## EXTRAIT RETENU
########

En ce qui concerne les Balkans, avant la chute du bloc communiste très peu d’informations étaient disponibles ici en raison du cloisonnement de la région. Hormis quelques aventureux, et quelques disques qui étaient distribués chez nous, la plupart des gens se sont fait leur idée des Balkans uniquement à travers les films, et notamment ceux de Kusturica. Ce sont ces films qui ont certainement alimenté les fantasmes qu’on a aujourd’hui en France concernant cette façon de vivre et de faire la fête au quotidien.

Aujourd’hui, de nombreux musiciens marqués par ces images sont attirés par cet état d’esprit. Le public veut faire la fête, les programmateurs remplir leurs salles. Du coup, on fait même venir des orchestres de là-bas, bien qu’ils ne jouent pas exactement ici comme ils le font chez eux. Une brèche s’est ouverte pour ces musiciens, qui veulent conquérir le marché occidental. Tout cela crée un engouement autour des musiques balkaniques et tziganes, un engouement accentué par les DJ qui remixent des tubes facilement adaptables au dancefloor. Est-ce que toutes ces démarches s’inscrivent dans une volonté de faire découvrir ces cultures et les faire vivre à long terme ? Une chose est sûre, c’est qu’ici l’image des Balkans est encore bien différente de ce que vivent les gens là-bas.

Tosha : Pour moi, le succès des musiques dites traditionnelles ou populaires réside dans le fait qu’elles sont issues de la mémoire collective, qu’elles font appel à ce qu’il y à de plus profond en nous. En France, cette mémoire est maltraitée depuis longtemps par la vie moderne où tout change très rapidement. On ne sait plus à quoi se raccrocher. Quand on joue un style traditionnel, on doit jouer tout ce que les musiciens ont mis des centaines d’années à élaborer en y ajoutant ce que l’on est aujourd’hui. L’auditeur perçoit de fait quelque chose de très fort même si il ne sait pas vraiment pourquoi.

########

## MATÉRIEL PRÉSENTÉ
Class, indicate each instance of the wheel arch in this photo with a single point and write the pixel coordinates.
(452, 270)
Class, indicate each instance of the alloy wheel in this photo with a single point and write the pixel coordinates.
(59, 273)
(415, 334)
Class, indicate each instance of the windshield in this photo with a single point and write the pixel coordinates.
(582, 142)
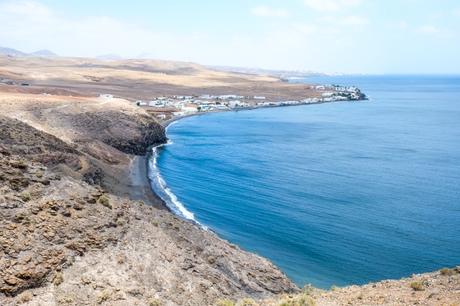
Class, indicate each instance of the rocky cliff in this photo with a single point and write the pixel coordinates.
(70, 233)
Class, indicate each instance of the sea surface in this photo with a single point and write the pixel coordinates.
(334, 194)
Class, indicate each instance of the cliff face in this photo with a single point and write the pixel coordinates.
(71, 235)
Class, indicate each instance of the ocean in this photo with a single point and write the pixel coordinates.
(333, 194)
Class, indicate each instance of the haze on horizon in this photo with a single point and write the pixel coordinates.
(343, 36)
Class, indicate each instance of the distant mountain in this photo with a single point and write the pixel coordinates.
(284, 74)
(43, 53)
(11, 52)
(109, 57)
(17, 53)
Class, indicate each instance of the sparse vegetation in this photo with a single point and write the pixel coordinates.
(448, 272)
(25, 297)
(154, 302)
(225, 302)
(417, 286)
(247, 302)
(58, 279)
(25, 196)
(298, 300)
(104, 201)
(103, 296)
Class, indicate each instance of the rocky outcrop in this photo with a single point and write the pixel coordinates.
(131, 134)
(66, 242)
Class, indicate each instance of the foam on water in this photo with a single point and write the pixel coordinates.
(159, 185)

########

## CONSIGNE
Transcrivez à l'identique le passage de l'extrait sur les musiques des Balkans qui commence aux mots « En ce qui concerne » et se termine après « fête au quotidien. ».

## SOLUTION
En ce qui concerne les Balkans, avant la chute du bloc communiste très peu d’informations étaient disponibles ici en raison du cloisonnement de la région. Hormis quelques aventureux, et quelques disques qui étaient distribués chez nous, la plupart des gens se sont fait leur idée des Balkans uniquement à travers les films, et notamment ceux de Kusturica. Ce sont ces films qui ont certainement alimenté les fantasmes qu’on a aujourd’hui en France concernant cette façon de vivre et de faire la fête au quotidien.